Document:
++++++++

Imagine how much damage such behavior can do to children. Instead of learning to be humble, they grow up knowing you always have to show off and be or do better that others, not for yourself, but for the others to envy you. Terrible.

Exactly! So sad.

The world is filled with zillions of people which basically means zillions of different characters, attitude and behaviours. If they tend to behave that way maybe its their personality however the point is to understand that people are different. I love the fact you always be yourself when you encounter such scenario.

The question is, do you want these people in your life? Do you want to be a tool in their hands they use to obtain happiness while draining your energy? I don't :)

First of all a person dont even need to rethink the idea of having such ppl in their life. Who would want something that will cause mental health.

Who would want something that will cause mental health.

Me, as mental health is important. But people like him are harming my mental health.

Then you ignore and finished whatever deal you have with him then cut him off, no time stressing your brain that will contradict your sanity, that is what I'll do peace of mind is everything

What makes people be like this?

First I must agree, people are definitely like this and social media just makes it worse. I think it comes from a place of insecurity. And from a desire to feel good about themselves by being superior to others. Genuine friends and genuine good people are hard to find. Its possible to avoid people that behave this way (except for the occasion work or other obligation that forces you) but that can be isolating or at the very least make your world a smaller place. I think you have to find a way to not let it bother you. Thats the path to being one of those genuine people yourself. But not at the cost of your own well being. I find most people will talk themselves out if you let them go on about how wonderful they are... and then a more meaningful discussion can begin. But alas not everyone. Sometimes you just have to move on and avoid them...

I think you have to find a way to not let it bother you. Thats the path to being one of those genuine people yourself. But not at the cost of your own well being.
Sometimes you just have to move on and avoid them...

I couldn't agree more. You can't change them, so you need to find a way to deal with them, or avoid them, if you can.

There's no need for whatsoever to show off, so matter what level you might have attained in life, someone else has been there.

Unhealthy competitions really affect people that have the time and energy to look for it, gullible people too. When someone radiates any kind of energy and it's not being reciprocated, he of she will pause.
If you are actually showing off, I would so ignore you that you can only imagine. With time you will stop it.

You are right, no need to show off but I'm afraid modesty is not something they practice.

I think that the degree of understanding that the adult gives is important. This must have reached a higher degree of maturity.

The innate wanting in people to feel appreciated—that's how it starts. It's normal, but it can mutate in some people and turn into a condescending, deep-seated need for validation and approval. And they try to feed off those that appear inferior to them. Might be a good professional, but clearly not with empathy and making actual friends.

Among men on the professional side I feel that happens more, wanting to prove they are better than the other guy in a testosterone fight haha.
Very much in agreement, one should be content with the achievement of others and one's own. Success is measured in oneself and not in others because success depends on the situation and the struggle of each person.

++++++++

Data provided:
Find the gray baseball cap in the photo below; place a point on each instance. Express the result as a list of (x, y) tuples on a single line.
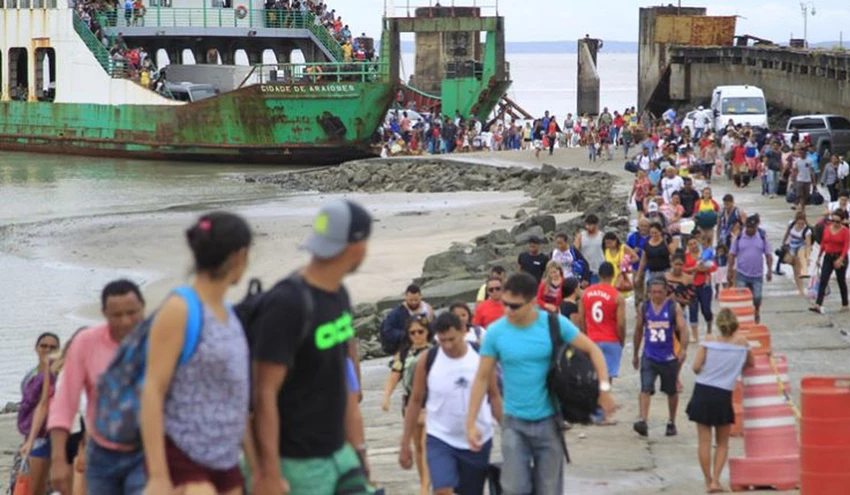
[(339, 223)]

++++++++

Directions for this task:
Reproduce character for character the part of the discussion about people who show off that begins with the words "The world is" and stops after the words "energy? I don't :)".

Exercise answer:
The world is filled with zillions of people which basically means zillions of different characters, attitude and behaviours. If they tend to behave that way maybe its their personality however the point is to understand that people are different. I love the fact you always be yourself when you encounter such scenario.

The question is, do you want these people in your life? Do you want to be a tool in their hands they use to obtain happiness while draining your energy? I don't :)